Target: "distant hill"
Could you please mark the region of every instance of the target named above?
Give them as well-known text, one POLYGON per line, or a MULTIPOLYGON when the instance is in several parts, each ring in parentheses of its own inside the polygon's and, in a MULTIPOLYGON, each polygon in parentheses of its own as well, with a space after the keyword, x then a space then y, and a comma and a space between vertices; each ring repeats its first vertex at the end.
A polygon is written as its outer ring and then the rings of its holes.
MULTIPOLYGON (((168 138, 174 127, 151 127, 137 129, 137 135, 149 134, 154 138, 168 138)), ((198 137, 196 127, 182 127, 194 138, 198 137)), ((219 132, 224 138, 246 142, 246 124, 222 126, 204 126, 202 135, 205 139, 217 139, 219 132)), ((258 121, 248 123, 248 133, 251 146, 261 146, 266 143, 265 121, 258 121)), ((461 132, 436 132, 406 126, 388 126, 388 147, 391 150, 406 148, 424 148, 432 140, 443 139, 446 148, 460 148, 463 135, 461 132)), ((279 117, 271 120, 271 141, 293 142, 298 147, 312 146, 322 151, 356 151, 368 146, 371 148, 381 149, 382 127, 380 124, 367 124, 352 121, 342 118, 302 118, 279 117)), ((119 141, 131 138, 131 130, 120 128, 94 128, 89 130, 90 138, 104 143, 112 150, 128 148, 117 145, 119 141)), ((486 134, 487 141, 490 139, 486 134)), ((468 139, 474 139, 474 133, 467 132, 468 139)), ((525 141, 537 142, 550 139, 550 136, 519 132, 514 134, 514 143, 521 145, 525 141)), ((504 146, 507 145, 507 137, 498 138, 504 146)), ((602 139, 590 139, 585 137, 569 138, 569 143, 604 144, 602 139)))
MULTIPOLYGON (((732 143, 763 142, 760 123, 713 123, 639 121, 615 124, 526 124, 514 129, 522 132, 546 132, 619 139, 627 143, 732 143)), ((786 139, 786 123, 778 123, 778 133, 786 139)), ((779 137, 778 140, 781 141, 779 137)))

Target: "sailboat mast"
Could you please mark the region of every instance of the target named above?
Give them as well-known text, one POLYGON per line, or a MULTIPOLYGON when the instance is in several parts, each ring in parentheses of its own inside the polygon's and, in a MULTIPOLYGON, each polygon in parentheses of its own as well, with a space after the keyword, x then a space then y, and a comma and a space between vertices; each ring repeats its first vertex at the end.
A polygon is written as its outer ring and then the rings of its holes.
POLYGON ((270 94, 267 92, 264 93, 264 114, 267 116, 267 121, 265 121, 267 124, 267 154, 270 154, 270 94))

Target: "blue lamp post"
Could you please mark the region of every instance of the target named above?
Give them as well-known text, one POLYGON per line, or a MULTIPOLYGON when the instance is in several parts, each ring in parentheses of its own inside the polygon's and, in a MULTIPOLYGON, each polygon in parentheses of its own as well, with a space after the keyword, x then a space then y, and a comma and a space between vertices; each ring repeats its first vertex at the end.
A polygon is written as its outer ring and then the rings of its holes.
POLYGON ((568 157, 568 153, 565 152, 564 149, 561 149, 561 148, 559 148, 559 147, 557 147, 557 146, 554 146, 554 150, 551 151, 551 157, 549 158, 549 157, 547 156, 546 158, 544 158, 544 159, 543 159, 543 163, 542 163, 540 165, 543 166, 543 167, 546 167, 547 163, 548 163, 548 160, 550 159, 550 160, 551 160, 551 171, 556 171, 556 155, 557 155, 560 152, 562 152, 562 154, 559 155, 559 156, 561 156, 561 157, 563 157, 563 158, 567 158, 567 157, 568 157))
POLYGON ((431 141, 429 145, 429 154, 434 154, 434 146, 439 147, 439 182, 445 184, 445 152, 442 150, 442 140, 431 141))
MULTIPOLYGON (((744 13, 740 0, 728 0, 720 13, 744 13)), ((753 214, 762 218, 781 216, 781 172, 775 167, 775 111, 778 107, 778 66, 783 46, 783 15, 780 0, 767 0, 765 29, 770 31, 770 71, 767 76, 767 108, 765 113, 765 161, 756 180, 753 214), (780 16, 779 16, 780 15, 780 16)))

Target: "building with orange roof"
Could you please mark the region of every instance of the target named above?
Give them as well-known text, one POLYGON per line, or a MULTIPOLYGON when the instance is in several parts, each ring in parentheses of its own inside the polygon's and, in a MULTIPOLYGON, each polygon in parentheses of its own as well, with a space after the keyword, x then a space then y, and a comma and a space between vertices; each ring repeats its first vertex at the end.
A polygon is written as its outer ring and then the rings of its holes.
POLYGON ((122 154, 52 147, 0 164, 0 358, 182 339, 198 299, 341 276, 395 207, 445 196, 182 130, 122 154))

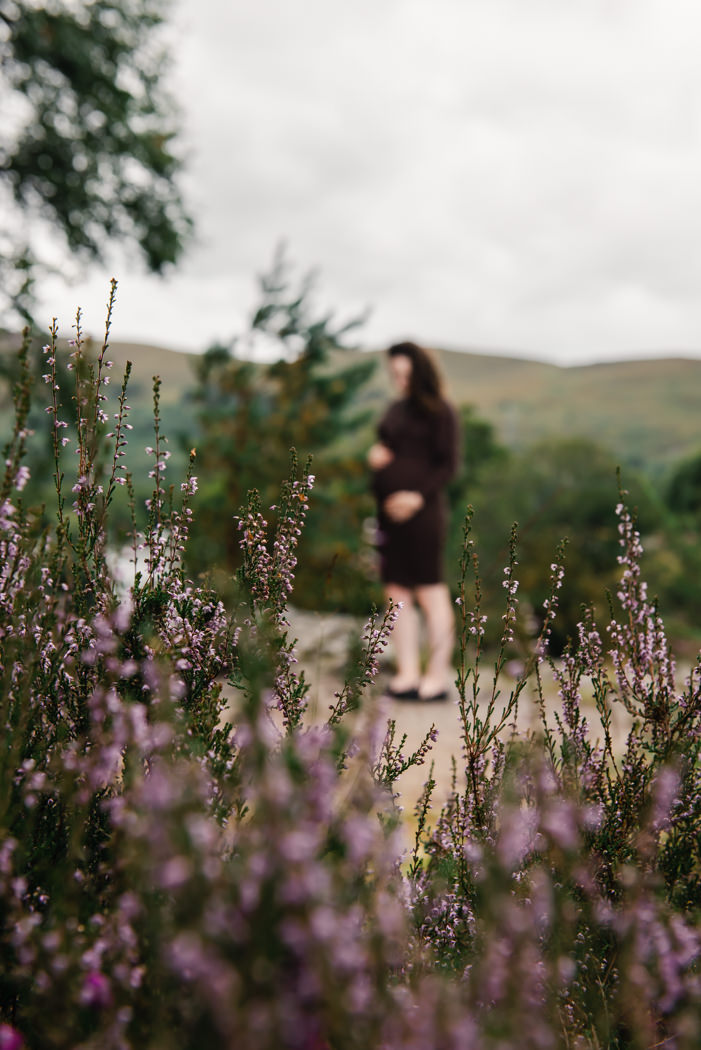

■ ■ ■ ■ ■ ■ ■

Task details: Can you pull every line of the records above out verbatim, leaving the pictures out of your answer?

Response below:
Target: "distant hill"
Could you please mark the region of every instance of the target named above?
Give them as well-known text, one POLYGON per line, or a MULTIPOLYGON when the instance is in several parts, each ring in parentheses of its own inside the polygon's and, in a MULTIPOLYGON, each polygon in parentheses of its own as well, with a space after the keyword, x then a space then y, and a comma and a space between vertices; each ring repeats its first vertex at the end.
A polygon is written as its outer ring and then the rings of its holes.
MULTIPOLYGON (((168 138, 174 127, 151 127, 137 129, 137 135, 149 134, 154 138, 168 138)), ((198 137, 196 127, 182 127, 194 138, 198 137)), ((219 132, 224 138, 246 142, 246 124, 222 126, 204 126, 202 135, 205 139, 217 139, 219 132)), ((258 121, 248 123, 248 133, 251 146, 261 146, 266 143, 265 121, 258 121)), ((461 132, 436 132, 406 126, 388 126, 388 147, 391 150, 406 148, 424 148, 432 140, 443 139, 446 148, 460 148, 463 135, 461 132)), ((279 117, 271 120, 271 141, 293 142, 298 147, 312 146, 322 151, 356 151, 368 146, 371 148, 381 149, 382 127, 380 124, 367 124, 352 121, 342 118, 302 118, 279 117)), ((119 141, 131 138, 131 130, 120 128, 94 128, 89 130, 90 138, 104 143, 112 150, 128 148, 117 145, 119 141)), ((486 134, 487 141, 490 139, 486 134)), ((468 139, 474 139, 474 133, 467 132, 468 139)), ((525 141, 537 142, 550 139, 550 136, 519 132, 514 134, 514 143, 521 145, 525 141)), ((504 146, 507 145, 507 137, 498 138, 504 146)), ((602 139, 590 139, 585 137, 569 138, 569 143, 604 144, 602 139)))
MULTIPOLYGON (((732 143, 763 142, 760 123, 713 123, 639 121, 615 124, 526 124, 514 129, 522 132, 546 132, 619 139, 627 143, 732 143)), ((786 139, 786 123, 778 123, 778 133, 786 139)), ((779 137, 778 140, 781 141, 779 137)))

Target: "sailboat mast"
Could you please mark the region of every instance of the target named above?
Give them as well-known text, one POLYGON per line, or a MULTIPOLYGON when the instance is in several parts, each ring in parentheses of its own inside the polygon's and, in a MULTIPOLYGON, each polygon in parentheses of its own as well, with a space after the keyword, x then a space then y, and a comma and a space between vertices; each ring repeats its first vertex at the end.
A polygon is written as its outer ring and then the rings of its holes.
POLYGON ((270 94, 267 92, 264 93, 264 114, 267 116, 267 121, 265 121, 267 124, 267 154, 270 154, 270 94))

Target: "blue lamp post"
Could you please mark the region of every instance of the target named above?
Give them as well-known text, one POLYGON per line, or a MULTIPOLYGON when the instance is in several parts, each ring in parentheses of its own inside the polygon's and, in a MULTIPOLYGON, each polygon in parentheses of its own as well, with a space after the keyword, x then a space then y, and a comma and a space between vertices; each ring repeats its first vertex at the end.
A polygon is written as its outer ring and then the rings of its holes.
POLYGON ((568 157, 568 153, 565 152, 564 149, 561 149, 561 148, 559 148, 559 147, 557 147, 557 146, 554 146, 554 150, 551 151, 551 157, 549 158, 549 157, 547 156, 546 158, 544 158, 544 159, 543 159, 543 163, 542 163, 540 165, 543 166, 543 167, 546 167, 547 163, 548 163, 548 160, 550 159, 550 160, 551 160, 551 171, 556 171, 556 155, 557 155, 560 152, 562 152, 562 154, 559 155, 559 156, 561 156, 561 157, 563 157, 563 158, 567 158, 567 157, 568 157))
POLYGON ((431 141, 429 145, 429 154, 434 154, 434 146, 439 147, 439 182, 445 184, 445 152, 442 150, 442 140, 431 141))
MULTIPOLYGON (((744 13, 740 0, 728 0, 720 13, 744 13)), ((753 214, 762 218, 781 216, 781 172, 775 167, 775 111, 778 107, 778 66, 783 46, 783 15, 780 0, 767 0, 765 29, 770 31, 770 71, 767 76, 767 108, 765 113, 765 161, 756 180, 753 214), (780 16, 779 16, 780 15, 780 16)))

Target: "building with orange roof"
Could you please mark the region of every instance of the target named above?
Give them as well-known text, one POLYGON per line, or a MULTIPOLYGON when the instance is in several parts, each ring in parentheses of its own inside the polygon's and, in a MULTIPOLYGON, each polygon in parentheses of its own as well, with a space after the keyword, x then a space then y, and a comma and a space between vertices; each ring repeats its first vertex at the end.
A polygon is written as its outer ring and then the rings of its holes.
POLYGON ((122 154, 52 147, 0 164, 0 358, 182 339, 198 299, 341 276, 395 207, 445 196, 182 130, 122 154))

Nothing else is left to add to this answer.